From the first line down to the one containing "Target: concrete utility pole", reproduce the entries below exactly and leave out the pictures.

━━━━━━━━━━━━━━━━━━━━━━━━━━━━━━

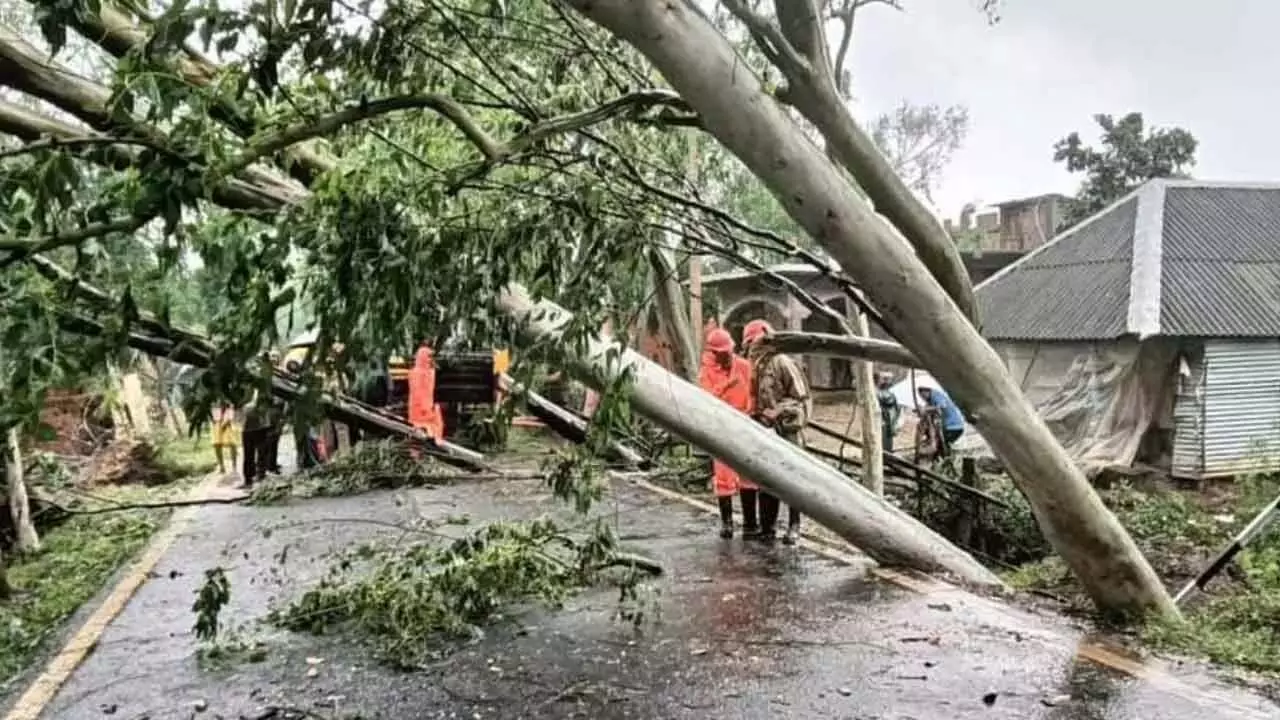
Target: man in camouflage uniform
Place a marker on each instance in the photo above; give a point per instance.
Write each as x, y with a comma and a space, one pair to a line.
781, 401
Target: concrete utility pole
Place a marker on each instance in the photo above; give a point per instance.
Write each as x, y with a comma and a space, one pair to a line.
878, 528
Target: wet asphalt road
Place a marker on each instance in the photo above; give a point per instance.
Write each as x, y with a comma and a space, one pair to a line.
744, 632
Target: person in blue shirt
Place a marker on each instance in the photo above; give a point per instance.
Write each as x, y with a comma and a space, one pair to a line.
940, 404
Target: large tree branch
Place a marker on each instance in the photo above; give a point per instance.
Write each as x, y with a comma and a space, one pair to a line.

━━━━━━━━━━━━━━━━━━━━━━━━━━━━━━

**Response to this task:**
Target: man in camouflage uniform
Place a marker on each instance in the photo above; give a point per instance.
Write each as x, y with a comma and a space, one pair to a line.
781, 401
Target: concrete utility pole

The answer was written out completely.